**PROBLEM STATEMENT:**
Repeat every line below exactly, word for word.

Point annotation dataset records:
------------------------------------------------------------------------
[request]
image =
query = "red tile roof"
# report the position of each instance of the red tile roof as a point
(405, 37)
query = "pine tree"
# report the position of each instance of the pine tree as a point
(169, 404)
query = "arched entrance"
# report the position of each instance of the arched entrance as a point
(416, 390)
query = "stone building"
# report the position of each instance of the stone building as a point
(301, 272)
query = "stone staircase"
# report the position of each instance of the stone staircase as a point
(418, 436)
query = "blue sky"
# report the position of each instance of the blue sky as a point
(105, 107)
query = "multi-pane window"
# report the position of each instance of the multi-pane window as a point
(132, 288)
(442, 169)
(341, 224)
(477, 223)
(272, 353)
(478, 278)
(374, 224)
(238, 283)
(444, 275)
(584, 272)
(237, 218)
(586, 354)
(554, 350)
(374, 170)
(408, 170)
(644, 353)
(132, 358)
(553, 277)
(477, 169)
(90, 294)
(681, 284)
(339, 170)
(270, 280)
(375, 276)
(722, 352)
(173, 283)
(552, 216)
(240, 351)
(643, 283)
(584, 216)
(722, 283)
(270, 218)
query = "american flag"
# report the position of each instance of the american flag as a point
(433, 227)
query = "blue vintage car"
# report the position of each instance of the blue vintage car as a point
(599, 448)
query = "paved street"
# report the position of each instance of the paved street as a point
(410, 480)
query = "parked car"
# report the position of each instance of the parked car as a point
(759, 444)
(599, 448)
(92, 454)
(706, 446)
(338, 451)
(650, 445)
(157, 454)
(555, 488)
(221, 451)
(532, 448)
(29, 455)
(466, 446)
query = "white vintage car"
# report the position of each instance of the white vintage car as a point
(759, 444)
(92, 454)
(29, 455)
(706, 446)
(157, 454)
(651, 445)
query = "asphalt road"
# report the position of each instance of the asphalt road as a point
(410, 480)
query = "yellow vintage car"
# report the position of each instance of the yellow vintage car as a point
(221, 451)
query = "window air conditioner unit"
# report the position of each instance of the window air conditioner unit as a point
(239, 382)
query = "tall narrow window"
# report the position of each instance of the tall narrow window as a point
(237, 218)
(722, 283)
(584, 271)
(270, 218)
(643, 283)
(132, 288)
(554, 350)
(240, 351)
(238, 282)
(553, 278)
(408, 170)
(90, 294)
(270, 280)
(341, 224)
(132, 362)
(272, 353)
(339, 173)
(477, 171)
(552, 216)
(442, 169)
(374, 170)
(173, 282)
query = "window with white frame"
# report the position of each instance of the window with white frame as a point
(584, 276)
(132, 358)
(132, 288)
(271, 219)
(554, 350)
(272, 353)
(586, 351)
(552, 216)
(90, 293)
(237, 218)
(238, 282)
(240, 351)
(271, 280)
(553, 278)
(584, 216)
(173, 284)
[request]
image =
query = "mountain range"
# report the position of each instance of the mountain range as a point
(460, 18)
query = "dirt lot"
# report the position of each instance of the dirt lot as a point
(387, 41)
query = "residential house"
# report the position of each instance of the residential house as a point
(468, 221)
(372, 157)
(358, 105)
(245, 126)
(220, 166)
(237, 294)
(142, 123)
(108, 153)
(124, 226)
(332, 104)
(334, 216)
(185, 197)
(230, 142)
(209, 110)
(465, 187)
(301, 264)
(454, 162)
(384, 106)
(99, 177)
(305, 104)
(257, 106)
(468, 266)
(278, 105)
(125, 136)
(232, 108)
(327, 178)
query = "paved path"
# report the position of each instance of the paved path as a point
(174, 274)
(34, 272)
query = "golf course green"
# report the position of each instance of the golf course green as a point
------------------------------------------------------------------------
**WRITTEN REPLY:**
[request]
image =
query = "red tile roof"
# report the position of each instance of the red tile roof as a point
(405, 37)
query = "pine tree"
# report the position of each instance of the pine tree as a point
(169, 404)
query = "arched entrance"
# report the position of each instance of the arched entrance as a point
(416, 390)
query = "stone building"
# report the position of each instance of the stone building as a point
(301, 272)
query = "stone staircase"
# report the position of each instance of the stone staircase as a point
(418, 436)
query = "blue sky"
# report the position of each instance of the blue sky as a point
(105, 107)
query = "multi-pane window"
# report the position of each instance of the multi-pane window as a point
(132, 288)
(442, 169)
(341, 224)
(477, 223)
(272, 353)
(478, 278)
(374, 224)
(238, 283)
(444, 275)
(584, 272)
(237, 218)
(586, 354)
(554, 350)
(374, 170)
(408, 170)
(644, 353)
(132, 358)
(553, 277)
(477, 169)
(90, 294)
(681, 284)
(339, 170)
(270, 280)
(375, 276)
(722, 352)
(173, 283)
(552, 216)
(240, 351)
(643, 283)
(584, 216)
(722, 283)
(270, 218)
query = "american flag"
# report the position of each instance of the american flag as a point
(433, 227)
query = "blue vintage car"
# report the position of each instance of the blue vintage car as a point
(599, 448)
query = "paved street"
# report the position of each instance of the paved street as a point
(410, 480)
query = "parked car"
# report the position of each instance of the parked car as a point
(759, 444)
(599, 448)
(92, 454)
(706, 446)
(338, 451)
(650, 445)
(157, 454)
(555, 488)
(221, 451)
(532, 448)
(29, 455)
(466, 446)
query = "white vintage car"
# report the position of each instance of the white vintage car as a point
(759, 444)
(92, 454)
(29, 455)
(706, 446)
(157, 454)
(651, 445)
query = "asphalt road"
# report the position of each instance of the asphalt road as a point
(410, 480)
query = "yellow vintage car"
# report the position of each instance of the yellow vintage car as a point
(221, 451)
query = "window air conditioner unit"
# report the position of each instance of the window air conditioner unit as a point
(239, 382)
query = "tall narrow window"
# report the position of each instance of the tall narrow window as a point
(237, 218)
(722, 283)
(584, 271)
(270, 218)
(643, 283)
(132, 288)
(554, 350)
(240, 351)
(238, 282)
(553, 278)
(408, 170)
(90, 294)
(270, 280)
(341, 224)
(132, 362)
(272, 353)
(339, 173)
(477, 171)
(552, 216)
(442, 169)
(374, 170)
(173, 282)
query = "window with white frame"
# report the position of each instance of the window with white frame as a point
(584, 276)
(132, 358)
(132, 288)
(271, 219)
(554, 350)
(272, 353)
(586, 351)
(552, 216)
(90, 293)
(237, 218)
(238, 282)
(240, 351)
(271, 280)
(553, 278)
(584, 216)
(173, 284)
[request]
image =
query = "mountain range"
# report the position of each instance of the mountain range as a point
(460, 18)
query = "dirt lot"
# report the position of each instance of the dirt lot as a point
(387, 41)
query = "residential house"
# report the position of each instance of the residential house as a point
(468, 221)
(372, 157)
(358, 105)
(245, 126)
(220, 166)
(237, 294)
(142, 123)
(108, 153)
(124, 226)
(332, 104)
(334, 216)
(185, 197)
(230, 142)
(209, 110)
(465, 187)
(301, 264)
(454, 162)
(384, 106)
(99, 177)
(305, 104)
(257, 106)
(468, 266)
(278, 105)
(125, 136)
(232, 108)
(327, 178)
query = "paved path"
# report the position of each instance of the paved path as a point
(174, 274)
(34, 272)
query = "golf course green"
# report the position of each instance of the golf course green as a point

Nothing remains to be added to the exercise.